■ **WORK TO COMPLETE**
[A] In the office action, edit the stretch from "Indefiniteness Rejection" through "as the invention." so that "specification" reads "description".
[B] According to the office action, on what date was the reply electing Group I filed?
[C] Using the office action, decide whether each statement agrees with it: (i) the application is examined under the first inventor to file provisions of the AIA; (ii) the applicant elected Group I without traverse; (iii) the Unity of Invention Requirement was withdrawn.

Detailed Office Action
Notice of Pre-AIA or AIA Status
1. The present application, filed on or after March 16, 2013, is being examined under the first inventor to file provisions of the AIA .
Response to Unity of Invention Requirement
2. Applicant's election with traverse of Group I, claims 1-12 and 16-20, in the reply filed on 01 December 2025 is acknowledged. The traversal is on the ground(s) that a Unity of Invention Requirement was not required in the International Application and that no additional search burden exists since the three groups are inexorably linked. This is not found persuasive because the Office has met its burden in establishing proper grounds for making the Requirement. Furthermore, despite applicants’ remarks, it has not been established that an undue search burden would not exist if all Groups were searched.
The requirement is still deemed proper and is therefore made FINAL.
Indefiniteness Rejection
3. The following is a quotation of 35 U.S.C. 112(b):
(b) CONCLUSION.—The specification shall conclude with one or more claims particularly pointing out and distinctly claiming the subject matter which the inventor or a joint inventor regards as the invention.

■ **RECORDED DATA**
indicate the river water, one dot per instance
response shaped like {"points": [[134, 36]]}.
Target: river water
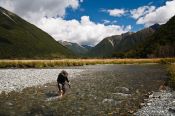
{"points": [[95, 90]]}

■ **SOLUTIONS TO EACH TASK**
[A]
Indefiniteness Rejection
3. The following is a quotation of 35 U.S.C. 112(b):
(b) CONCLUSION.—The description shall conclude with one or more claims particularly pointing out and distinctly claiming the subject matter which the inventor or a joint inventor regards as the invention.

[B] 01 December 2025

[C]
(i) Yes: "is being examined under the first inventor to file provisions of the AIA"
(ii) No: "Applicant's election with traverse of Group I"
(iii) No: "The requirement is still deemed proper and is therefore made FINAL."